+++ Exercise material

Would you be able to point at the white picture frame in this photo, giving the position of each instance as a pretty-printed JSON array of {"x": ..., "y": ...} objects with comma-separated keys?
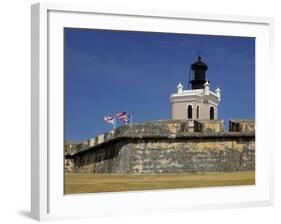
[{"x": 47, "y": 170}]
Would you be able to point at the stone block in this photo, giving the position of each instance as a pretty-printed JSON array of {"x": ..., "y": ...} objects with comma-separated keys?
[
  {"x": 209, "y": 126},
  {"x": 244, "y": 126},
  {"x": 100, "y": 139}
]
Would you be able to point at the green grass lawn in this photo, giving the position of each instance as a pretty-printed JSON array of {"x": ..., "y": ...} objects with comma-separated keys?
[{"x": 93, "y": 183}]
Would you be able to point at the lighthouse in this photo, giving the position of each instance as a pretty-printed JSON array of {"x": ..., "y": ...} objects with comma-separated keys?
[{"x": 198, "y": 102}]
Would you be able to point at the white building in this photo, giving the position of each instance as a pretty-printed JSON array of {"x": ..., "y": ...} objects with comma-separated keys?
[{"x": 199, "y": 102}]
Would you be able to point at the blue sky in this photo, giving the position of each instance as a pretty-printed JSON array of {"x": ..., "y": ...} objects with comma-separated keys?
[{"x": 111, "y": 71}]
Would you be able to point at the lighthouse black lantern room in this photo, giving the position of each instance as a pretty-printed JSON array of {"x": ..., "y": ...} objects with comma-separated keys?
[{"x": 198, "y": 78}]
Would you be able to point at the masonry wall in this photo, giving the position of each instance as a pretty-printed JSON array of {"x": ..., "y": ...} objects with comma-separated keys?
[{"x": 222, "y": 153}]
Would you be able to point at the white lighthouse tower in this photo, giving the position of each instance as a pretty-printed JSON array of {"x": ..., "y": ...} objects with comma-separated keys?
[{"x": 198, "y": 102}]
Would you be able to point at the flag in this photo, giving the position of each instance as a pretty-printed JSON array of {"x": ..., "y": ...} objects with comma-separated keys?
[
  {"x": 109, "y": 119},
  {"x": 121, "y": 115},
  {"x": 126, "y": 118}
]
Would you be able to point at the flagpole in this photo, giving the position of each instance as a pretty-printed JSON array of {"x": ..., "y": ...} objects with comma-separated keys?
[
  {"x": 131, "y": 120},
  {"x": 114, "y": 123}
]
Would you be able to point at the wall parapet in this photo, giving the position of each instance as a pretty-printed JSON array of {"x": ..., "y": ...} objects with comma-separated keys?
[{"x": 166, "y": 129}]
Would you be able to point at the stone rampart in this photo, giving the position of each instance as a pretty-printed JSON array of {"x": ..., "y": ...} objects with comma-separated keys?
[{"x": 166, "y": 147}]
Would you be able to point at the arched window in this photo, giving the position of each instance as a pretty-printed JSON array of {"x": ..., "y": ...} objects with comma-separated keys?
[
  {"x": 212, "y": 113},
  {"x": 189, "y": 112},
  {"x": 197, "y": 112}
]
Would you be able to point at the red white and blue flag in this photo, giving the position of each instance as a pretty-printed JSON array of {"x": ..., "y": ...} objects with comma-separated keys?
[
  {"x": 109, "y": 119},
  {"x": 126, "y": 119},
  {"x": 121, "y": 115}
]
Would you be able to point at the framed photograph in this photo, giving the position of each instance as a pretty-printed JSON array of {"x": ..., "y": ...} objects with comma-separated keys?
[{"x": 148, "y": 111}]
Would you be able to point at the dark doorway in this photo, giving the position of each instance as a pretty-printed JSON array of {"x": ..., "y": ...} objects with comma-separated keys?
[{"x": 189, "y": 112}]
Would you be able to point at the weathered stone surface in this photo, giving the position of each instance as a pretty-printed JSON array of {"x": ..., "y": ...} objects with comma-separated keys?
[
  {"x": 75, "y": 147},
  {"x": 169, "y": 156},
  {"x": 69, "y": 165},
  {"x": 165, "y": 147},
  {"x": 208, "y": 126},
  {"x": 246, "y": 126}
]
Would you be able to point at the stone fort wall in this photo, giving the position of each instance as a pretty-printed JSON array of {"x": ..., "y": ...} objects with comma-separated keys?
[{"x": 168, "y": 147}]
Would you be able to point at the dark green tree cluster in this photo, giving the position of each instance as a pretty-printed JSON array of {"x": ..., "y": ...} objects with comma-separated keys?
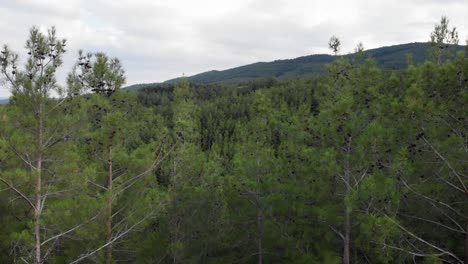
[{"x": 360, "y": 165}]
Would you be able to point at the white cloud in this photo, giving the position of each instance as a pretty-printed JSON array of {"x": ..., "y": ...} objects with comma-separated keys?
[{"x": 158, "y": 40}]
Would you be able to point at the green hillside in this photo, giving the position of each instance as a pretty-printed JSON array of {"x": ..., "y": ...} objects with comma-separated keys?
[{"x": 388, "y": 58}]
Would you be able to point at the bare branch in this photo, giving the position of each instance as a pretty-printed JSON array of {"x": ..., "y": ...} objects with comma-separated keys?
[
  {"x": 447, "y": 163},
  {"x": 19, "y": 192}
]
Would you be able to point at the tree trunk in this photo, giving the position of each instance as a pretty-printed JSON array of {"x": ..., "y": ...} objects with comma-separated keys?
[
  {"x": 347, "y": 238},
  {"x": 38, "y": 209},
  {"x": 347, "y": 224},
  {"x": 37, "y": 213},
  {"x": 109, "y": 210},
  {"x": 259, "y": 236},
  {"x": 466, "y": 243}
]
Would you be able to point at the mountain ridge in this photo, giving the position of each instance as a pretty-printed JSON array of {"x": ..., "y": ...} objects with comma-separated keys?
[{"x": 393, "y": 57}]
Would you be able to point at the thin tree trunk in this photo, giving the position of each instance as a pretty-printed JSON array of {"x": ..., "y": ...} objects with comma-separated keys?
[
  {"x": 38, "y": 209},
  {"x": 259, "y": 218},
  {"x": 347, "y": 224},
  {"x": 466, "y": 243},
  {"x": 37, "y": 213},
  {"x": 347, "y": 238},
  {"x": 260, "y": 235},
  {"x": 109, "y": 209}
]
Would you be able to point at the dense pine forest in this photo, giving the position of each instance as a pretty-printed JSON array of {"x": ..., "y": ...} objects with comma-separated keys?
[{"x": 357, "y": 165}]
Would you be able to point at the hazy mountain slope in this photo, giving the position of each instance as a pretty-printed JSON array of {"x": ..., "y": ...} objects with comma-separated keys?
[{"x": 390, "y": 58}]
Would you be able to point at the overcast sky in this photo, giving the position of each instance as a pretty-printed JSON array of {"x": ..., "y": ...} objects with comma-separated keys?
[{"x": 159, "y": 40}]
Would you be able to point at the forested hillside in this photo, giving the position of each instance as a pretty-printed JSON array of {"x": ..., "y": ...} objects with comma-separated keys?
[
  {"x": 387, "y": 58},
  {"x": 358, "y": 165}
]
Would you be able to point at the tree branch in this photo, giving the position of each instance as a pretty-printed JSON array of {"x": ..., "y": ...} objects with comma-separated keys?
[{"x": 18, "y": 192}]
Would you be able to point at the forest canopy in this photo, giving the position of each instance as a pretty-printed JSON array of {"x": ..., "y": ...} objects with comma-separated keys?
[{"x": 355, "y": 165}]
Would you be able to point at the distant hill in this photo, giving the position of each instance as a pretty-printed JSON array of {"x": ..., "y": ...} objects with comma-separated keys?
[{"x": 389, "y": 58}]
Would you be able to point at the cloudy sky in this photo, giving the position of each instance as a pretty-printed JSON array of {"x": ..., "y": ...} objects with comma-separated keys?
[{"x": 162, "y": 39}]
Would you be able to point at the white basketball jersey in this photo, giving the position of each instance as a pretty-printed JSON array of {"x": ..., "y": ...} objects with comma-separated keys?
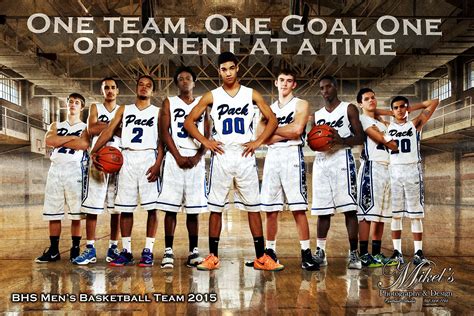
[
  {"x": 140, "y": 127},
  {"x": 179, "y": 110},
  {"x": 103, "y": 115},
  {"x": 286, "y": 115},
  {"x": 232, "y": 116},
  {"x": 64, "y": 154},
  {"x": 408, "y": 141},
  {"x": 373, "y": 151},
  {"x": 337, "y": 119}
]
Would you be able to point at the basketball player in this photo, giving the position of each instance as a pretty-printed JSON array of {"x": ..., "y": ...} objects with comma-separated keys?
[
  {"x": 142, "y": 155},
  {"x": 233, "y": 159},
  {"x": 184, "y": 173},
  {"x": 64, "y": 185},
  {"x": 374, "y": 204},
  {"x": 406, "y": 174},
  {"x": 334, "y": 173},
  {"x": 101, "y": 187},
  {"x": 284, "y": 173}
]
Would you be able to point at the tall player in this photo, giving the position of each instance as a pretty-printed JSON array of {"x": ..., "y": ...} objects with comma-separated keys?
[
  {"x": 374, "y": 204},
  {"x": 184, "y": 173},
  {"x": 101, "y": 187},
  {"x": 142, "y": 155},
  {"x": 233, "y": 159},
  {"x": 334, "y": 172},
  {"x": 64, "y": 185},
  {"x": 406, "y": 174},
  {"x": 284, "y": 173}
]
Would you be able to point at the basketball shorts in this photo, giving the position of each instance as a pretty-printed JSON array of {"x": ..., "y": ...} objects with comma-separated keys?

++++++

# Problem requirements
From the line containing "Would you be able to point at the white basketball" to the last line of the entries, copy every line exactly, including both ends, and leave out the pictures.

# Answer section
Would you be able to point at the white basketball jersey in this photo, giving the position of each instance as a pretty-printed JSON array of {"x": ..., "y": ...} objects with comma-separated keys?
[
  {"x": 140, "y": 127},
  {"x": 179, "y": 110},
  {"x": 103, "y": 115},
  {"x": 286, "y": 115},
  {"x": 232, "y": 116},
  {"x": 64, "y": 154},
  {"x": 408, "y": 141},
  {"x": 373, "y": 151},
  {"x": 337, "y": 119}
]
Would you be able to point at the basketball player in this photo, giving the position of each instance as a pretty-printed JSON array of {"x": ..., "y": ...} objects with comma-separated keys?
[
  {"x": 142, "y": 155},
  {"x": 233, "y": 159},
  {"x": 184, "y": 173},
  {"x": 64, "y": 185},
  {"x": 374, "y": 204},
  {"x": 406, "y": 174},
  {"x": 334, "y": 173},
  {"x": 101, "y": 187},
  {"x": 284, "y": 173}
]
Would you be able to point at the tall player in this photo, giving the position of each instance as a pretty-printed JSON array of {"x": ..., "y": ...} objects with comma-separated keys?
[
  {"x": 374, "y": 204},
  {"x": 184, "y": 173},
  {"x": 101, "y": 187},
  {"x": 142, "y": 155},
  {"x": 233, "y": 159},
  {"x": 334, "y": 172},
  {"x": 64, "y": 185},
  {"x": 406, "y": 174},
  {"x": 284, "y": 173}
]
Would you be able to point at the basketball shorts in this photo, giving the position of each instance as a pretty-printed JSON array of {"x": ..., "y": ...} objects with comma-separated keys?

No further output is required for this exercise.